Start of DATA IN THIS EXERCISE

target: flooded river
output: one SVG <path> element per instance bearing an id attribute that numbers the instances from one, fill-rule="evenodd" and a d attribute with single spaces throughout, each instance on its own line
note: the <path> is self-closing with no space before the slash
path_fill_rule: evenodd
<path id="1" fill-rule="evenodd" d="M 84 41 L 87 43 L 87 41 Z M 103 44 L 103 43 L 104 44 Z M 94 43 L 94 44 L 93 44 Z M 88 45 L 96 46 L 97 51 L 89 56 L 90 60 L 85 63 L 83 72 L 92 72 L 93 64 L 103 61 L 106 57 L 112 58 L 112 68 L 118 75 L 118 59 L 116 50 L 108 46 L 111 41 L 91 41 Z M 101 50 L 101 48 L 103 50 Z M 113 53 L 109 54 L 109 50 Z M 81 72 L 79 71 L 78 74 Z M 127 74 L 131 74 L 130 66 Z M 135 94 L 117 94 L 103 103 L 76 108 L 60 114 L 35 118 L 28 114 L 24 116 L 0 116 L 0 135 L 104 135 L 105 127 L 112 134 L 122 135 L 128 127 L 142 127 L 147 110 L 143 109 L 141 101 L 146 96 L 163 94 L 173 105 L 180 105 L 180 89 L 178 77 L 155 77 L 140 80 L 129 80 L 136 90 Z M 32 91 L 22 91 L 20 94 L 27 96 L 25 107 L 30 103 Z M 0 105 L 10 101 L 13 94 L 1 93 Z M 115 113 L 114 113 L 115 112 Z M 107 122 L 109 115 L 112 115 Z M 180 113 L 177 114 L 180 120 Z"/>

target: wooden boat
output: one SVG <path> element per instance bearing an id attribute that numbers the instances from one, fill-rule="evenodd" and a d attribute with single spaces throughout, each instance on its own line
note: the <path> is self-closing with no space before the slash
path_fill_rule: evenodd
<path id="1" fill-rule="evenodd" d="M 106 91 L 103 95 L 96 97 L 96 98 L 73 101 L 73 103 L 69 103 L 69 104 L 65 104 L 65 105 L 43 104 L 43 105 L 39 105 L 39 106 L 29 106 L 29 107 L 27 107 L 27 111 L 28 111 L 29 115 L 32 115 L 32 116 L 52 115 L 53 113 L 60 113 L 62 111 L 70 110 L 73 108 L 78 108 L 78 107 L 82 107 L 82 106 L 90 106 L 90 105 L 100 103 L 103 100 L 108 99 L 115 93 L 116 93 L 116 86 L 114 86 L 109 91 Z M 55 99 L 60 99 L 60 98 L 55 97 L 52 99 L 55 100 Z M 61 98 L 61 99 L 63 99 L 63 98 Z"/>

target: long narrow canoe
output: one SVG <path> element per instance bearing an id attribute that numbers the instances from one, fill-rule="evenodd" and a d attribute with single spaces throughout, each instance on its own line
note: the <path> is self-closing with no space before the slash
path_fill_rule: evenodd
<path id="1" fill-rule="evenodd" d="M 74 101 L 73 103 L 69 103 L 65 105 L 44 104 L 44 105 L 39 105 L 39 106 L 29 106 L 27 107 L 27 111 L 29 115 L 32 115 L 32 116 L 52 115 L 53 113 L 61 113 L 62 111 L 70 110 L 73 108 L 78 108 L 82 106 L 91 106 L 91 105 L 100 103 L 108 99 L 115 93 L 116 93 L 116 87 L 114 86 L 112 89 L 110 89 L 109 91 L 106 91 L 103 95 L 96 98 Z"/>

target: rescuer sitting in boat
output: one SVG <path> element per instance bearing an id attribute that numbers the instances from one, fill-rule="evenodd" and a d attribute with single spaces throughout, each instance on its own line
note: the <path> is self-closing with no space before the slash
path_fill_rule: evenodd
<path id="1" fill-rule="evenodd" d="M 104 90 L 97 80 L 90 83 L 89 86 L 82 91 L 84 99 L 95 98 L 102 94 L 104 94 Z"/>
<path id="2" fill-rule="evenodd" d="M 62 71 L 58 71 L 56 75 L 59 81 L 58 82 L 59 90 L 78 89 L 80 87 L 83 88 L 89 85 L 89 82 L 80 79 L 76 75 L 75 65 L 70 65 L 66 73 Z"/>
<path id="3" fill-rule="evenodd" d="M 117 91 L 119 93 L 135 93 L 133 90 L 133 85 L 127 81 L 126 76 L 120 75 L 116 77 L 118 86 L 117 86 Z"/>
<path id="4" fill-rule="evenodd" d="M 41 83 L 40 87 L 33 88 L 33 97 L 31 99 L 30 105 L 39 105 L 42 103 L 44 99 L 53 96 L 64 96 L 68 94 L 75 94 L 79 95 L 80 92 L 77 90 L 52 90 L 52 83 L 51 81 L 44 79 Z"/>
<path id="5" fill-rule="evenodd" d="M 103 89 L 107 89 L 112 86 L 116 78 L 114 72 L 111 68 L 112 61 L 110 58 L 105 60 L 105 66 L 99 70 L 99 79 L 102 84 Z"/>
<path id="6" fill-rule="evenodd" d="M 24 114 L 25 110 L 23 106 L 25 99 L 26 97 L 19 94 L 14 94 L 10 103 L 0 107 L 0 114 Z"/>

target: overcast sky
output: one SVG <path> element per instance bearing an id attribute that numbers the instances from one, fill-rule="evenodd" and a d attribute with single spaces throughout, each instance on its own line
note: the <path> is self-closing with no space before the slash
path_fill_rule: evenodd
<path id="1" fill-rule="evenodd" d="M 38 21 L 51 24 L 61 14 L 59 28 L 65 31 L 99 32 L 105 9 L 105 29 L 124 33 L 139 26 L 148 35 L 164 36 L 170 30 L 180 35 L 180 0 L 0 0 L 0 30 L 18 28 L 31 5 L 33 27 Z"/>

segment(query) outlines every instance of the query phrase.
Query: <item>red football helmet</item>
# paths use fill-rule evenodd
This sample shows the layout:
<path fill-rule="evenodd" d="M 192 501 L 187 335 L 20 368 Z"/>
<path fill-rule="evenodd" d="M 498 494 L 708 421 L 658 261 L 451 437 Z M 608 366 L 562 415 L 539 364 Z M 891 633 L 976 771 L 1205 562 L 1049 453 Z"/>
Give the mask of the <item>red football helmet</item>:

End of DATA IN THIS EXERCISE

INSTRUCTIONS FOR THE TASK:
Reproduce exactly, with nothing added, the lines from the one that contains "target: overcast sky" to the end of the data.

THE RESULT:
target: overcast sky
output: one SVG <path> element per instance bearing an id attribute that numbers the instances from one, fill-rule="evenodd" and a d attribute with single spaces throughout, each instance on its own line
note: the <path> is self-closing with no space before the slash
path_fill_rule: evenodd
<path id="1" fill-rule="evenodd" d="M 38 21 L 51 24 L 61 14 L 59 28 L 65 31 L 99 32 L 105 9 L 105 29 L 124 33 L 139 26 L 148 35 L 164 36 L 170 30 L 180 35 L 180 0 L 0 0 L 0 30 L 18 28 L 31 5 L 33 27 Z"/>

segment(query) outlines every instance of the query phrase.
Query: <item>red football helmet</item>
# paths use fill-rule evenodd
This sample shows the layout:
<path fill-rule="evenodd" d="M 192 501 L 187 335 L 20 368 Z"/>
<path fill-rule="evenodd" d="M 498 494 L 708 421 L 658 261 L 451 437 Z M 608 366 L 562 415 L 539 364 Z M 891 633 L 976 771 L 1205 562 L 1049 453 Z"/>
Give the mask of the <item>red football helmet</item>:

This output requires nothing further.